BEGIN PROVIDED RECORDS
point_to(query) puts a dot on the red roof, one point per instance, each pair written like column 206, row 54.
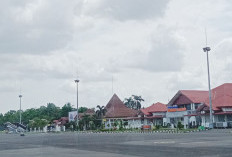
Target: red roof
column 189, row 96
column 221, row 96
column 116, row 109
column 157, row 107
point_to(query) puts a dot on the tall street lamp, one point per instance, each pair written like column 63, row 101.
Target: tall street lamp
column 20, row 110
column 207, row 49
column 77, row 81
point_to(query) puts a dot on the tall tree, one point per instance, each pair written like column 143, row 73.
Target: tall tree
column 101, row 111
column 66, row 109
column 134, row 102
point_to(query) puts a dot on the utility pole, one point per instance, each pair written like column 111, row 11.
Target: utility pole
column 77, row 81
column 207, row 49
column 20, row 110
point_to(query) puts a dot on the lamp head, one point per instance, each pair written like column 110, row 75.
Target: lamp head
column 206, row 49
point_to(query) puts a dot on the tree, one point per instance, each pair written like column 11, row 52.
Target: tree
column 101, row 111
column 66, row 109
column 134, row 102
column 82, row 109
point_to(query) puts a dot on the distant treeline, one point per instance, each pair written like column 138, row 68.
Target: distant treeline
column 49, row 113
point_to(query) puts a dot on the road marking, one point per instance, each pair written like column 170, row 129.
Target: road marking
column 193, row 143
column 164, row 142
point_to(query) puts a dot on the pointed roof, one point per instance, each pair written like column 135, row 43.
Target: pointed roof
column 116, row 109
column 189, row 96
column 157, row 107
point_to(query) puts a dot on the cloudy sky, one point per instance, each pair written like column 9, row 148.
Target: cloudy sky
column 150, row 48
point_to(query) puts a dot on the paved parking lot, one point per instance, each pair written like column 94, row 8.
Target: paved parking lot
column 208, row 143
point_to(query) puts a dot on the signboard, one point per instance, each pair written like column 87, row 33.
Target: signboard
column 72, row 116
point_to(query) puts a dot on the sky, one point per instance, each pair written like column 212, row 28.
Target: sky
column 150, row 48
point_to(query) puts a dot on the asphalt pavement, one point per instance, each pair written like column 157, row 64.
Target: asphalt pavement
column 208, row 143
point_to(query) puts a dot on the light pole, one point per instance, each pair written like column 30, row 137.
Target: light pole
column 77, row 81
column 20, row 110
column 207, row 49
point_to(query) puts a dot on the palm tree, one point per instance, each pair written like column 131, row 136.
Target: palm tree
column 134, row 102
column 101, row 111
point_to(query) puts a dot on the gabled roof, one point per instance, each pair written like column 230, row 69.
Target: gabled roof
column 221, row 96
column 189, row 96
column 157, row 107
column 115, row 108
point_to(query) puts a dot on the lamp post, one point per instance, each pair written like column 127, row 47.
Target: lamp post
column 20, row 110
column 207, row 49
column 77, row 81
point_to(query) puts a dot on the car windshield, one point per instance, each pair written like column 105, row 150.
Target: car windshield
column 120, row 78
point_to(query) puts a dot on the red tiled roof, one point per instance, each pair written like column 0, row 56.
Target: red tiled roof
column 154, row 117
column 221, row 96
column 116, row 109
column 157, row 107
column 189, row 96
column 196, row 96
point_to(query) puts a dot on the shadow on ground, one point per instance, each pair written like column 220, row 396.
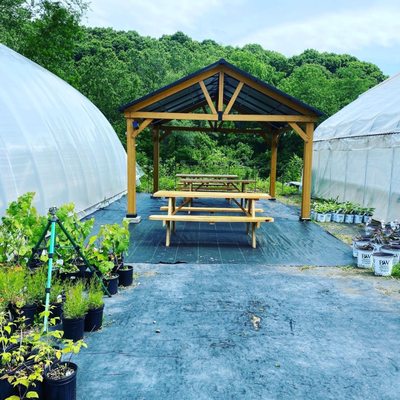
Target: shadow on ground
column 239, row 331
column 287, row 241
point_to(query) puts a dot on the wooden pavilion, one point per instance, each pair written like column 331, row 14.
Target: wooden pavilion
column 217, row 94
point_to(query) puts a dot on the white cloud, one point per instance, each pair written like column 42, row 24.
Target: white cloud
column 344, row 31
column 152, row 17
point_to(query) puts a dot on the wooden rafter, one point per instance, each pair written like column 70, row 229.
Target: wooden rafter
column 278, row 97
column 233, row 98
column 299, row 131
column 229, row 117
column 208, row 98
column 172, row 90
column 221, row 92
column 142, row 126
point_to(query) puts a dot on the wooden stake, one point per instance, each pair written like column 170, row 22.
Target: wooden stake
column 307, row 165
column 156, row 158
column 131, row 168
column 274, row 157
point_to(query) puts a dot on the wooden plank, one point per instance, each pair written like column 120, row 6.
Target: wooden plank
column 188, row 180
column 131, row 169
column 206, row 176
column 166, row 115
column 233, row 98
column 211, row 195
column 143, row 126
column 299, row 131
column 210, row 209
column 281, row 98
column 156, row 158
column 265, row 118
column 172, row 90
column 274, row 158
column 209, row 218
column 212, row 129
column 221, row 92
column 208, row 98
column 307, row 166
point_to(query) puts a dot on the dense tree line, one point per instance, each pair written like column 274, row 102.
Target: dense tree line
column 114, row 67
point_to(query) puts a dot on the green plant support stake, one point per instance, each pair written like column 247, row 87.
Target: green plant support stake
column 50, row 266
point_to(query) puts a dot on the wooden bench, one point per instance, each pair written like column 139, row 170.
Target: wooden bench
column 254, row 221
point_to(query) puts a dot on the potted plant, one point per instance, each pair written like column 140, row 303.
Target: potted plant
column 115, row 242
column 74, row 311
column 60, row 376
column 94, row 316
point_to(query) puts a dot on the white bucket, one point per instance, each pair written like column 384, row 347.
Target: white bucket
column 358, row 219
column 357, row 244
column 364, row 258
column 395, row 250
column 383, row 264
column 321, row 217
column 367, row 219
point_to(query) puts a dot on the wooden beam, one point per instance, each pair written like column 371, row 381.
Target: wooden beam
END PROVIDED RECORDS
* _EXERCISE PROMPT_
Edit all of the entries above, substituting "places a marker on" for each occurrence of "puts a dot on" and leaving every other character unchanged. Omit the pictures from the output.

* _ANSWER TO THIS EXERCISE_
point_to(query) places a marker on the red roof, one point per instance, each pair written like column 206, row 54.
Target: red roof
column 189, row 96
column 221, row 96
column 116, row 109
column 157, row 107
point_to(query) places a marker on the tall street lamp, one point per instance, each pair written like column 63, row 101.
Target: tall street lamp
column 20, row 110
column 207, row 49
column 77, row 81
point_to(query) places a marker on the tall tree, one point per instance, each pair written like column 143, row 73.
Target: tall tree
column 101, row 111
column 66, row 109
column 134, row 102
point_to(query) places a marker on the utility pole, one point per instance, each pair written like column 111, row 11.
Target: utility pole
column 77, row 81
column 207, row 49
column 20, row 110
point_to(query) places a marker on the lamp head, one point per instance, each pair written like column 110, row 75.
Target: lamp head
column 206, row 49
point_to(query) places a marker on the tree, one point per instance, each pair written like column 11, row 52.
Target: tree
column 101, row 111
column 66, row 109
column 134, row 102
column 82, row 109
point_to(query) places a marker on the distant treeline, one point per instance, each pair written like column 138, row 68.
Target: distant treeline
column 49, row 113
point_to(query) places a marker on the road marking, one point per instance, each pair written like column 170, row 129.
Target: road marking
column 193, row 143
column 164, row 142
point_to(query) places a marker on the pointed roof, one point per instance, each pair written like column 135, row 43.
Target: pointed roof
column 116, row 109
column 189, row 96
column 157, row 107
point_to(query) places a marker on the cloudy sky, one point per instance, each pair written like column 9, row 148.
Target: cloudy sky
column 150, row 48
point_to(query) places a marker on the paved parking lot, one point per instance, each pair written like column 94, row 8.
Target: paved parking lot
column 208, row 143
point_to(query) places a marker on the signboard, one point per instance, each pair written like column 87, row 33.
Target: signboard
column 72, row 116
point_to(query) places a marker on the sky, one point per instance, each pair written like column 212, row 28.
Target: sky
column 150, row 48
point_to(query) places a marker on the asphalt pavement, one point per instance, each pair written like column 157, row 64.
Target: asphalt pavement
column 208, row 143
point_to(query) places a marker on the light pole, one point per instance, each pair written like column 30, row 137.
Target: light pole
column 77, row 81
column 20, row 110
column 207, row 49
point_to(query) places a marker on the palm tree, one point per instance, each pair written like column 131, row 136.
Target: palm tree
column 134, row 102
column 101, row 111
point_to(query) places a marker on the gabled roof, one point per instance, each pair written like column 230, row 69.
Target: gabled roof
column 221, row 96
column 189, row 96
column 157, row 107
column 115, row 108
point_to(query) places a marker on the lamp post, one point per instance, each pair written like column 127, row 47.
Target: lamp post
column 20, row 110
column 207, row 49
column 77, row 81
point_to(query) places a marker on the car windshield, one point per instance, each pair written like column 105, row 150.
Target: car windshield
column 120, row 78
point_to(query) places a marker on the red tiled roof, one point per instance, each pair written like column 0, row 56.
Target: red tiled roof
column 154, row 117
column 221, row 96
column 116, row 109
column 157, row 107
column 189, row 96
column 196, row 96
point_to(query) places a marker on the shadow on ground, one point per instance, each pair written like column 220, row 396.
Target: shadow on ground
column 239, row 331
column 287, row 241
point_to(query) places a marker on the wooden pavilion, one point per instance, each pair written like column 331, row 14.
Target: wooden pavilion
column 217, row 94
point_to(query) places a marker on the white cloud, one point per instance, each pair written like column 42, row 24.
Target: white cloud
column 344, row 31
column 152, row 17
point_to(query) places a marker on the wooden rafter, one point per instance, each pair written like column 70, row 229.
Target: wooden rafter
column 278, row 97
column 233, row 98
column 299, row 131
column 229, row 117
column 208, row 98
column 172, row 90
column 221, row 92
column 142, row 126
point_to(query) places a marker on the wooden stake, one point per instance, each pair written like column 170, row 22.
Target: wooden stake
column 307, row 165
column 156, row 158
column 131, row 168
column 274, row 157
point_to(query) places a marker on the wooden plank, one point per instance, each pair written like column 120, row 6.
Target: wooden plank
column 188, row 180
column 131, row 169
column 206, row 176
column 166, row 115
column 233, row 98
column 211, row 195
column 143, row 126
column 299, row 131
column 210, row 209
column 281, row 98
column 156, row 158
column 265, row 118
column 172, row 90
column 274, row 158
column 209, row 218
column 212, row 129
column 221, row 92
column 208, row 98
column 307, row 166
point_to(query) places a marker on the dense tree line, one point per instance, each pair written like column 274, row 102.
Target: dense tree line
column 114, row 67
point_to(query) places a marker on the green plant support stake, one point per instance, each pair written like column 247, row 87.
Target: green plant support stake
column 50, row 266
point_to(query) places a marker on the wooden bench, one point per instance, each pair written like column 139, row 170.
Target: wooden bench
column 254, row 221
point_to(query) places a marker on the potted plant, one point per instance, each pair written like column 140, row 303.
Target: potted plant
column 115, row 242
column 74, row 311
column 60, row 376
column 94, row 316
point_to(query) places a marker on the white bucket, one point per instance, each pair written like column 384, row 347.
Target: white bucket
column 358, row 219
column 357, row 244
column 364, row 258
column 395, row 250
column 383, row 264
column 321, row 217
column 367, row 219
point_to(query) places a marker on the wooden beam, one point per instance, each pair written like column 371, row 381.
Target: wooden beam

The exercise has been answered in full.